● What this task involves: Once you find the line with "column 367, row 90" in the data that follows, repeat it and every line after it exactly, through the line with "column 156, row 107".

● Information:
▬▬▬

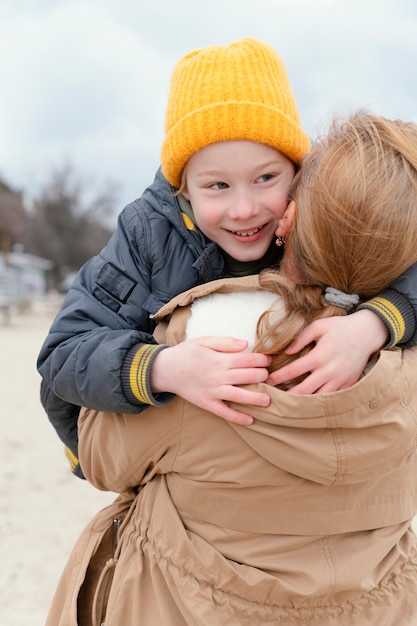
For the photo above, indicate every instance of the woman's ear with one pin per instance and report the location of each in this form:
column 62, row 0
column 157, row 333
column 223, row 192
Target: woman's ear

▬▬▬

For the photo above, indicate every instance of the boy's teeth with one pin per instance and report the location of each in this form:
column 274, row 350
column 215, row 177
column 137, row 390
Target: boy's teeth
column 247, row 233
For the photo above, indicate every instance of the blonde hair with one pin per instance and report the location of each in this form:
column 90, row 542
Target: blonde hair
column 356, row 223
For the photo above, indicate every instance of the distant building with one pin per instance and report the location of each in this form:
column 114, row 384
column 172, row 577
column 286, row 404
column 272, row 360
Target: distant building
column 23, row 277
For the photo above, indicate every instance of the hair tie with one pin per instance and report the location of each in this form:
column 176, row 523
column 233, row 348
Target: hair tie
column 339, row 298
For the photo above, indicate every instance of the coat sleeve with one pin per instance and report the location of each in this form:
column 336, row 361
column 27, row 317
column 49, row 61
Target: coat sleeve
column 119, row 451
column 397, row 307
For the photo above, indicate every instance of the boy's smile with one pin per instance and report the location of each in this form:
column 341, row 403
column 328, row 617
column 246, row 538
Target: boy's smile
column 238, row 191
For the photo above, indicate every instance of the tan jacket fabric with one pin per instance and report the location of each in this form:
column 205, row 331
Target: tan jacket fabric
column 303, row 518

▬▬▬

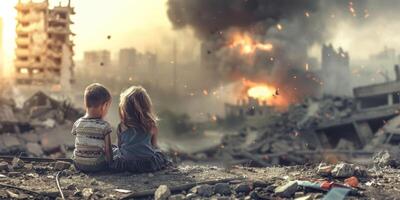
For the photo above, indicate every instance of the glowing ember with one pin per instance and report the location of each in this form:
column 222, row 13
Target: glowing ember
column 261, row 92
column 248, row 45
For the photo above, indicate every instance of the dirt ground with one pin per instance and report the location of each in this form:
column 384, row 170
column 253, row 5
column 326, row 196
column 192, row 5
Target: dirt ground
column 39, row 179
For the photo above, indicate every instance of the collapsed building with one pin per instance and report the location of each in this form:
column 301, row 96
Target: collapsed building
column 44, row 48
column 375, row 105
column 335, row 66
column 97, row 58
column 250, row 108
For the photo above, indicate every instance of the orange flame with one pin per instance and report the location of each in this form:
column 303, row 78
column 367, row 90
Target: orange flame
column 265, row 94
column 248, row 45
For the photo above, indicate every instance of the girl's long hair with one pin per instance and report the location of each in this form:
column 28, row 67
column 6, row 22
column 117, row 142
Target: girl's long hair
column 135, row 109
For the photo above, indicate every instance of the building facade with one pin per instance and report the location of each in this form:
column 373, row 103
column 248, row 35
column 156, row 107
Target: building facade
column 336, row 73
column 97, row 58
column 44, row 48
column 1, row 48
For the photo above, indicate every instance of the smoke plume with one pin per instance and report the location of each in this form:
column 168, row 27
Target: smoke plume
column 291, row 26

▬▬▬

● Completed exercise:
column 367, row 90
Target: orange flame
column 265, row 94
column 248, row 45
For the photo above, indicate every instance of the girl's long hair with one pin per instance and report the location of each in this form:
column 28, row 67
column 6, row 22
column 117, row 142
Target: girl's long hair
column 135, row 109
For the photo above, indicate every instance of the building facade with one pin per instance and report the location of each in this form:
column 373, row 103
column 248, row 35
column 156, row 107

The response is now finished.